SOURCE DOCUMENT
——————

Mindware Ch. 5: "Perception, action and the brain"
Theme of the reading
In this chapter, Clark presents a set of differences between designed solutions and evolved solutions. He uses these differences to argue that symbolic AI models designed solutions that correspond poorly to biological solutions. In fact, the process of specifying the problems that creatures supposedly have to solve seems to be influenced by our understanding of what creatures can do. One view is that intelligent systems must create and operate on detailed internal representation of the external world. The other is that the world is it's own best representation, and that what a creature represents about the world is its own action in that world, rather than the world itself. These are very BIG ideas. Symbolic AI works as a model of many high-level cognitive tasks, but it cannot be the way the brain works. The connectionist alternative works for low-level perceptual-motor processes (cockroach cognition) but no one knows how to make it work for high-level processes such as reasoning or language.
Getting ready to read
Definitions:
Fun links
A dinosaur robot with bipedal locomotion.
Reading
Orienting questions and issues to keep in mind:
What levels of description did David Marr say were necessary to understand any computational system?
What are the differences between design and evolution as ways to find solutions?
What properties of evolutionary solutions cast doubt on the PSSH?
What is an action oriented representation?

——————

Photo-based referring expression data
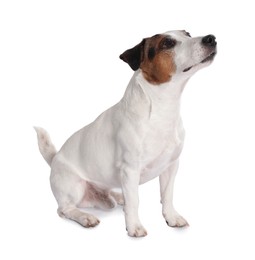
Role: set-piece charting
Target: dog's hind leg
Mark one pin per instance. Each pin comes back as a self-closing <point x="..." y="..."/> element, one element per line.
<point x="69" y="190"/>
<point x="118" y="197"/>
<point x="98" y="197"/>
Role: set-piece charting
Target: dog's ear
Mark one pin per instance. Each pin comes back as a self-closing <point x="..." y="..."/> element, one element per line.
<point x="134" y="56"/>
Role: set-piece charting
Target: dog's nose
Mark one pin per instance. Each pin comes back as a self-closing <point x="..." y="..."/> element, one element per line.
<point x="209" y="40"/>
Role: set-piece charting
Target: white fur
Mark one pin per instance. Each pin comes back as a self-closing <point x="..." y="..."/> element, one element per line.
<point x="138" y="139"/>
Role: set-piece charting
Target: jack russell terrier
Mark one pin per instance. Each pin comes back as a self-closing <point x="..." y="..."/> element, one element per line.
<point x="138" y="139"/>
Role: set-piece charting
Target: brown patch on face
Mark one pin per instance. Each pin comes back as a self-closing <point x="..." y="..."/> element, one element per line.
<point x="158" y="65"/>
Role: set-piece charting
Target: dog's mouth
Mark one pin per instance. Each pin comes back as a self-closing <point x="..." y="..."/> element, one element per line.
<point x="210" y="57"/>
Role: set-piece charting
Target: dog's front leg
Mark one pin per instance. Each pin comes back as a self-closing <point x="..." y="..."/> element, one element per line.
<point x="172" y="217"/>
<point x="130" y="182"/>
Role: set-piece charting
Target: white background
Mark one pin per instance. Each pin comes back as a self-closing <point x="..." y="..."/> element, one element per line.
<point x="59" y="68"/>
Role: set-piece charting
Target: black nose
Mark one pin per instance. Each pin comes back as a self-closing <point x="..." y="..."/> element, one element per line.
<point x="209" y="40"/>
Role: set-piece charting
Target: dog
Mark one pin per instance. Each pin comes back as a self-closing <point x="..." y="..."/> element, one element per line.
<point x="138" y="139"/>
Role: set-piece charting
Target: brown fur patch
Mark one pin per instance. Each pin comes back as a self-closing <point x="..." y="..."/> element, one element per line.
<point x="159" y="67"/>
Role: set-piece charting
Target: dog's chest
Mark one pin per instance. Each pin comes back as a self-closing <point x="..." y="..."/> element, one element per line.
<point x="162" y="145"/>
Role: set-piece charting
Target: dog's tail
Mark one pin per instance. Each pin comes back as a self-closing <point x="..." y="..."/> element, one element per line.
<point x="46" y="147"/>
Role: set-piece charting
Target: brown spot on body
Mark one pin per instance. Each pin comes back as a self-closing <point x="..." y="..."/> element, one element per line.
<point x="154" y="56"/>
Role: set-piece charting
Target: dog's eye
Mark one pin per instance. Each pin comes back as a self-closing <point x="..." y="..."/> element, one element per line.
<point x="168" y="43"/>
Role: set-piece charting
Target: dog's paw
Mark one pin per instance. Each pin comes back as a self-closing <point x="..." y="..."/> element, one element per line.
<point x="89" y="221"/>
<point x="176" y="220"/>
<point x="137" y="231"/>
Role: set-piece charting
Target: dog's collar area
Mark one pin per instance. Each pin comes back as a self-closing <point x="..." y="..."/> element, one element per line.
<point x="208" y="58"/>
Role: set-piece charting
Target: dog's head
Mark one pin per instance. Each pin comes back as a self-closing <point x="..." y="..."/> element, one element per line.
<point x="173" y="54"/>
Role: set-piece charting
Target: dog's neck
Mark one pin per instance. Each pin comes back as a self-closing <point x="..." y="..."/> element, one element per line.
<point x="142" y="97"/>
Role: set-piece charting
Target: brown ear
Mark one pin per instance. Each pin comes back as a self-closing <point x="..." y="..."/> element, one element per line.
<point x="134" y="56"/>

——————

ASSIGNED TASK 1
Transcribe the reading guide on perception, action and the brain from "Getting ready to" up to and including "to find solutions?".
ASSIGNED TASK 2
Continue the reading guide on perception, action and the brain from its last line onward.

EXPECTED ANSWER 1
Getting ready to read
Definitions:
Fun links
A dinosaur robot with bipedal locomotion.
Reading
Orienting questions and issues to keep in mind:
What levels of description did David Marr say were necessary to understand any computational system?
What are the differences between design and evolution as ways to find solutions?

EXPECTED ANSWER 2
How does an action oriented definition differ from a detailed object-centered description?
Mindware Ch. 6: "Robots and Artificial Life"
Theme of the reading
Chapter 5 left us with a problem: Classical AI seems wrong, but how can we get meaningful cognitive behavior out of a system based on other principles? Artificial life (and a special subclass of robotics) attempt to build systems on the principles of embodiment and situativity. That is, simulated organisms that evolve and that take advantage of subtle details in the implementation and in the interaction between the organism and its environment.
Getting ready to read
Definitions:
Reading
Orienting questions and issues to keep in mind:
What are the three main themes of artificial life?
What are the limits of artificial life?
What sorts of behaviors are beyond the abilities of current A-life models?
How does A-life provoke changes in the definition of life itself?
What does Godfrey-Smith's thesis of "strong continuity" say about the relationship between mind and life?